**What needs to be done**
This exercise asks for the entries below to be printed exactly.

Items from a data source:
+ + + + + + +
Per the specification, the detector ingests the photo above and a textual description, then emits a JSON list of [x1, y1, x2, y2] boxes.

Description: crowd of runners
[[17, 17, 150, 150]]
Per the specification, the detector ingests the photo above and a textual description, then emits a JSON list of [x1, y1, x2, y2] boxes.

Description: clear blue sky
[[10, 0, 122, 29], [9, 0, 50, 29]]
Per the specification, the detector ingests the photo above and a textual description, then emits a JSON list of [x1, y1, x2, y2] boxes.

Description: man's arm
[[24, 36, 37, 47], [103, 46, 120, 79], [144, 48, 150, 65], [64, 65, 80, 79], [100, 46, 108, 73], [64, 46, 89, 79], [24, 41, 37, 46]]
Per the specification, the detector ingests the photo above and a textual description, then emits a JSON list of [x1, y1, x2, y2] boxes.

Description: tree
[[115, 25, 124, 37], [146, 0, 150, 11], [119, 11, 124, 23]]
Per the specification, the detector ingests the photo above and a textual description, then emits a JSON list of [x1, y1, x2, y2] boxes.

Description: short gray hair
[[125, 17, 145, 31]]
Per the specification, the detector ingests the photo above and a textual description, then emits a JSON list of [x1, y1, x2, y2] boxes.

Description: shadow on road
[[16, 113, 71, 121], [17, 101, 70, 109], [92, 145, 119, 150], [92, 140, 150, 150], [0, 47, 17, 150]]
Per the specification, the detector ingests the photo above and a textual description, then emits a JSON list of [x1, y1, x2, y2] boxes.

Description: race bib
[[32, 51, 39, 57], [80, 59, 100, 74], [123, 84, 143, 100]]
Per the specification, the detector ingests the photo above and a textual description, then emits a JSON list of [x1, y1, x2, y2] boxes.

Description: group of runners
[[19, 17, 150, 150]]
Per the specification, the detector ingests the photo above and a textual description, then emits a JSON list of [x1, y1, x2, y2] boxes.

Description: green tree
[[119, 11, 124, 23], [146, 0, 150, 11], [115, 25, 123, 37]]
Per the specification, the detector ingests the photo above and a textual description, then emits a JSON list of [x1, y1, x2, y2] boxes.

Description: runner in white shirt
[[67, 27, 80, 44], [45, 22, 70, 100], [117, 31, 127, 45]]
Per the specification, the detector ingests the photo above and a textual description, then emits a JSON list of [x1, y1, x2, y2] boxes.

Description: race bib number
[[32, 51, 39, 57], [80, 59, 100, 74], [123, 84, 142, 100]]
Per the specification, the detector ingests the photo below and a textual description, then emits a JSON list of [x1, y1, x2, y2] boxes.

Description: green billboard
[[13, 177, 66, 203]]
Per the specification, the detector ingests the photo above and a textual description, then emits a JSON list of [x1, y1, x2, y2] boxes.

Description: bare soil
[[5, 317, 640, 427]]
+ + + + + + +
**The completed task**
Per the specification, the detector ingests the photo above and a textual description, then emits a JSON list of [x1, y1, x2, y2] boxes.

Description: crowd of runners
[[17, 17, 150, 150]]
Per the specification, the detector ingests the photo above and a textual description, then emits a JSON list of [x1, y1, x2, y2] boxes.

Description: clear blue sky
[[10, 0, 122, 29], [9, 0, 50, 29]]
Per the specification, the detector ingests the photo above and a textual description, then emits a JSON list of [x1, y1, x2, y2] boxes.

Description: man's arm
[[24, 36, 37, 47], [103, 46, 120, 79], [144, 48, 150, 65], [64, 65, 80, 79], [100, 46, 108, 73], [64, 46, 89, 79], [24, 41, 37, 46]]
Per the specification, the detector ingests the photo above and a textual description, then emits a JSON list of [x1, y1, x2, y2] boxes.

Description: tree
[[115, 25, 124, 37], [146, 0, 150, 11], [119, 11, 124, 23]]
Per the specification, the detector ingests the photo above and a textual description, then emits a JSON list of [x1, y1, x2, y2] boxes.

Description: short gray hair
[[125, 17, 145, 31]]
Per the specification, the detector ingests the photo above and a textual description, then emits a JSON list of [x1, y1, x2, y2] boxes.

Description: shadow on road
[[16, 113, 71, 121], [17, 101, 70, 109], [92, 145, 119, 150], [92, 140, 150, 150], [0, 47, 17, 150]]
Per the specification, the detector ingests the photo above and a textual description, then emits a JSON list of [x1, y1, x2, y2] boxes.

Description: race bib
[[32, 51, 39, 57], [80, 59, 100, 74], [123, 84, 143, 100]]
Per the specification, the detector ingests the photo above and a textual description, then emits a JSON list of [x1, y1, x2, y2] boxes.

Description: group of runners
[[19, 17, 150, 150]]
Per the specification, the detector ingests the photo above and a textual description, then emits a JSON list of [x1, y1, x2, y2] boxes.

Description: green tree
[[119, 11, 124, 23], [146, 0, 150, 11], [115, 25, 123, 37]]
Per the specification, the detector ingests the photo above and a textual description, then emits a JSON list of [x1, y1, x2, y2] boxes.

Description: runner in white shirt
[[67, 27, 80, 44], [45, 22, 70, 100], [117, 31, 127, 45]]
Per the specification, the detector ingests the photo above and a textual description, then emits a JSON list of [x1, y1, x2, y2] boxes.

Description: race bib number
[[32, 51, 39, 57], [80, 59, 100, 74], [123, 84, 142, 100]]
Per the specification, the detector ingests the photo below and a textual description, then emits a JSON list of [x1, y1, x2, y2] boxes.

Description: green billboard
[[13, 177, 66, 203]]
Per the specification, the detector ingests the photo above and a textual description, then emits a JSON list of [x1, y1, x2, y2] boxes.

Description: bare soil
[[5, 317, 640, 427]]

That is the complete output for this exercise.